SOURCE RECORDS.

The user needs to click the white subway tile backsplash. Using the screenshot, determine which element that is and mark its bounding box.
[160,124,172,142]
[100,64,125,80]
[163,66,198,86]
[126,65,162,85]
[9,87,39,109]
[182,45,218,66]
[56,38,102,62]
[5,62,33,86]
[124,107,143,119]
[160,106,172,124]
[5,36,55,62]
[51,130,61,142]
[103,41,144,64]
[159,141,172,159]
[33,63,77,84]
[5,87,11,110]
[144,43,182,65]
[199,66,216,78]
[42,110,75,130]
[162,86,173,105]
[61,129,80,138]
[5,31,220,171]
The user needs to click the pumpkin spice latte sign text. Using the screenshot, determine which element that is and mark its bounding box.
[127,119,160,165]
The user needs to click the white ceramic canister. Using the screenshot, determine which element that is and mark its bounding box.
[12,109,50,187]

OBJECTIVE. Please copy all of the data above line for line, without changing anything.

RESPONSE TO THIS EXERCISE.
The user needs to click the white subway tile backsplash. Using the screenshot, determine which element that is and mark its bounding box.
[160,124,172,142]
[100,64,125,80]
[163,66,198,86]
[126,65,162,85]
[9,87,39,109]
[182,45,218,66]
[56,38,102,62]
[5,62,33,86]
[124,107,143,119]
[160,106,172,124]
[5,36,55,62]
[51,130,61,142]
[103,41,144,64]
[159,141,172,159]
[33,63,77,84]
[5,87,11,110]
[144,43,182,65]
[199,66,216,78]
[42,110,75,130]
[162,86,173,105]
[61,129,80,138]
[5,31,220,171]
The user needs to click the pumpkin spice latte sign text. Using the screenshot, determine which element that is and mark its bounding box.
[127,119,160,165]
The user needs to click the white ceramic canister. Using the screenshot, determine which element that is and mark its bounding box.
[12,109,50,187]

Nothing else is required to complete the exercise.